**RECORDS SHOWN**
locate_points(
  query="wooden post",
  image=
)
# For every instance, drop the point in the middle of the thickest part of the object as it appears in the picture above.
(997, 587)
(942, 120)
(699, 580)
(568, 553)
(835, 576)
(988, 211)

**GIVEN PROBLEM**
Update the entries by replacing "wooden post" with "wooden pole" wherever it occurs, and keep every other line unchanged.

**SOLVED EXERCISE**
locate_points(
  query="wooden pole",
  image=
)
# For every instance, drop the point in the middle of the thickest part of the object as it appears in the picture above.
(997, 587)
(942, 120)
(699, 580)
(568, 553)
(835, 576)
(988, 211)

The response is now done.